Exercise A
According to the passage on the application development system, why can existing and future GUI frameworks be used with the invention as they are? Answer in one to three sentences.
Exercise B
From the passage on the application development system, retype the stretch from "[0024] A number" through "containing different classes.".

##### Page #####

The exemplary application development system comprises graphic user
interface (GUI) frameworks 1-1, different modality APIs 1-2, 1-2'
and a multimodal API 1-3. The existing GUI frameworks and future
GUI frameworks may be utilized with the invention as they are (and
will be), the invention does not require any changes to them, or
set any requirements for them either. The same applies also to
different modality APIs.
[0024] A number of GUI frameworks 1-1 exist for Java, such as those
illustrated in FIG. 1, Swing, AWT (Abstract Window Toolkit) and
LCDUI (liquid crystal display user interface for Java 2 Micro
Edition (J2ME), i.e. for wireless Java applications), for example.
Each GUI framework contains classes (not illustrated in FIG. 1). It
should be noted, that the GUI frameworks here are just examples,
any other frameworks may be used instead of or with a GUI
framework.
[0025] In the example shown in FIG. 1, only one of the modality
APIs is shown in detail, the modality API being Java Speech API
JSAPI 1-2 containing different classes.

##### Stored records #####

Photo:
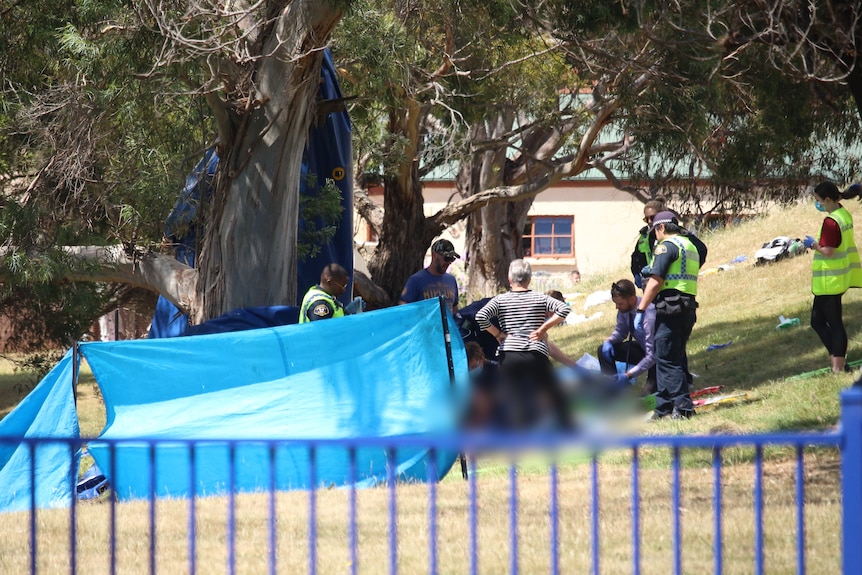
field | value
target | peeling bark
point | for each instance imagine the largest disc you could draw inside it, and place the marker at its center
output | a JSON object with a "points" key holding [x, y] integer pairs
{"points": [[249, 255]]}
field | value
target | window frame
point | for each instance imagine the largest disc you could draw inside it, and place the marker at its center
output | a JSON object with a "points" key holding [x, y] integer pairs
{"points": [[530, 250]]}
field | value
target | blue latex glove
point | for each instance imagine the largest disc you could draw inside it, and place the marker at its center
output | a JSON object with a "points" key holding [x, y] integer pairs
{"points": [[608, 351], [620, 381], [638, 323], [356, 306]]}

#####

Full response A
They can be used as they are because the invention does not require any changes to them. It also does not set any requirements for them, and the same applies to the different modality APIs.

Full response B
[0024] A number of GUI frameworks 1-1 exist for Java, such as those
illustrated in FIG. 1, Swing, AWT (Abstract Window Toolkit) and
LCDUI (liquid crystal display user interface for Java 2 Micro
Edition (J2ME), i.e. for wireless Java applications), for example.
Each GUI framework contains classes (not illustrated in FIG. 1). It
should be noted, that the GUI frameworks here are just examples,
any other frameworks may be used instead of or with a GUI
framework.
[0025] In the example shown in FIG. 1, only one of the modality
APIs is shown in detail, the modality API being Java Speech API
JSAPI 1-2 containing different classes.